I went dinner and a movie with a friend last night and barely walked out of the theater on my own accord. I knew I shouldn’t have gone because my lower legs had started cramping that morning (just like when you run without warming up) but then it seemed to go away until the evening and I was hell bent on doing something “normal”. I kept having to get up during dinner to shake out my legs and at one point went to check if they were swollen; but they looked perfectly normal? By the time I got home at 11:30pm I could barely walk up the stairs to a hot salt bath; which didn’t do much.
I also started having other “problems” yesterday that I can only assume are side effects. I woke up in the morning with a sore swollen “feeling” neck and right arm, but I assumed it was from my Lupron shot administered the night before. But then the ache started to spread down my whole body throughout the day and by the end of the movie I was joking that even my cheeks hurt to smile.
Today everything feels bruised and swollen, as if I have been beaten by a bat, or taken a tumble down a ski hill – even my earlobes are sensitive to the touch. I have never quite felt an entire body pain like this. It’s unbelievable, and I keep trying to laugh about it, but that hurts too.
Combined with the persistent heartburn and night sweats I didn’t sleep a wink last night. I only dragged myself out of bed, and I mean dragged, because I had a client meeting this afternoon and I need the money. Everyone was so worried about the state I was in there was a family planning meeting about how much pain killers I could take and at what time that would ensure a window in which I could be coherent yet still physically able to walk and drive to my meeting. We also had a back up plan incase I couldn’t drive myself back home.
━━━━━━━━
Work instruction:
Please resume the post about full-body pain after a Lupron shot, starting after its last sentence. The records after this line are separate material with no connection to the post.
━━━━━━━━
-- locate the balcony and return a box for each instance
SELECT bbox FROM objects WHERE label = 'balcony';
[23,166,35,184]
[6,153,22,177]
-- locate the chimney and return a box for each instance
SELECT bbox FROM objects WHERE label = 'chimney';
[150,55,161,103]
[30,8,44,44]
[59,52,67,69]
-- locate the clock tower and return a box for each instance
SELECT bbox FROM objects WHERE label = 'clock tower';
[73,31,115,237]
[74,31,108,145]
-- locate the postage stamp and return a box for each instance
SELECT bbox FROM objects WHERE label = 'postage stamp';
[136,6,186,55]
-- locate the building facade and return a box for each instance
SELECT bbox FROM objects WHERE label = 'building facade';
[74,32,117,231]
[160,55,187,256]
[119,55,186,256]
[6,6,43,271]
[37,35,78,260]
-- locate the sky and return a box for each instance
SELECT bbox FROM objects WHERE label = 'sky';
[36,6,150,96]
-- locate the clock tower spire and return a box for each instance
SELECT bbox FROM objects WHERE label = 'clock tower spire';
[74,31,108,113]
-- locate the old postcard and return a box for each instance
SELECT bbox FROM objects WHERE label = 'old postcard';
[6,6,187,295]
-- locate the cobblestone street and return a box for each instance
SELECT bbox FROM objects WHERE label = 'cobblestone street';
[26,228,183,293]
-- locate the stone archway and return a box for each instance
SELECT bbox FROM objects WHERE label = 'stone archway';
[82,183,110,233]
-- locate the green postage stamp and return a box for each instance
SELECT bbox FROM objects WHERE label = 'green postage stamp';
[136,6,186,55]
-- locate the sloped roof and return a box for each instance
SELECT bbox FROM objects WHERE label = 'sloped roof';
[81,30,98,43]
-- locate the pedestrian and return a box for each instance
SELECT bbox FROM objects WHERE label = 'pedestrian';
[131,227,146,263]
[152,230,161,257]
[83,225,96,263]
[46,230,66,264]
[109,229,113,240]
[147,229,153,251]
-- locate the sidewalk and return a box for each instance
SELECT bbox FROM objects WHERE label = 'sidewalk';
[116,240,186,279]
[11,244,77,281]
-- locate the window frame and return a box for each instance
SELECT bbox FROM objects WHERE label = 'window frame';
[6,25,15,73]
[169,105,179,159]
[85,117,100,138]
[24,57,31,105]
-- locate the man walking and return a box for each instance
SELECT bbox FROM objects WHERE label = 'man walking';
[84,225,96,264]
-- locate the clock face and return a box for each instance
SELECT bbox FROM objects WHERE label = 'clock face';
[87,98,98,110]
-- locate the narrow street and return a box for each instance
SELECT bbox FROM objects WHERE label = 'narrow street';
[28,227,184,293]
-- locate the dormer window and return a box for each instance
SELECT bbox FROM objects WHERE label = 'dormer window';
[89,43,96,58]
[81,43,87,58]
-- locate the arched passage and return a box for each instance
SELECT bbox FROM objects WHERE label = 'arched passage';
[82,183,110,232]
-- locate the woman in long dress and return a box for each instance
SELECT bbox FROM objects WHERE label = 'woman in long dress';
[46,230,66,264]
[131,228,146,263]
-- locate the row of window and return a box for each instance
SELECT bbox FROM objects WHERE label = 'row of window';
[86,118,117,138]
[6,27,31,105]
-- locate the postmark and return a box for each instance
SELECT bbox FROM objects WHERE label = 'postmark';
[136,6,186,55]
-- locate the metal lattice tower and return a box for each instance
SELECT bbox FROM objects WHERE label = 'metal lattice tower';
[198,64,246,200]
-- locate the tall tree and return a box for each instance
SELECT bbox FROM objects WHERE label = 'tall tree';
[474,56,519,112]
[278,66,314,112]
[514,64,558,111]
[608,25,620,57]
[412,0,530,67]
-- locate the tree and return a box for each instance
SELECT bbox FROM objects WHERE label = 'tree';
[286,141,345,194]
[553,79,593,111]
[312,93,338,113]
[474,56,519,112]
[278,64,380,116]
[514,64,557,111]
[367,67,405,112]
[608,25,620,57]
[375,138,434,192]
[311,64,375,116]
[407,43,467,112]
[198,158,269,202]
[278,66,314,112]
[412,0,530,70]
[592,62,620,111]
━━━━━━━━
Reply to the exercise:
The last few days have been a reminder never to judge a person from the outside, because you never know what’s going on on the inside, under their clothes and in their minds. I know the lengths I’ve gone to struggle through an evening out because I wanted to be doing something normal. Or to find a work outfit that hides my permacath, a dressy hat that hides my thinning hair, to use every ounce of my energy to concentrate through my morphine mind, and plaster a smile on although it hurts my face.
Sometimes I think I shouldn’t do it. I should let people see the struggles so that they can truly start to understand what living with cancer and treatment can be like. But then I could never take it back and have just a normal dinner and a movie night out.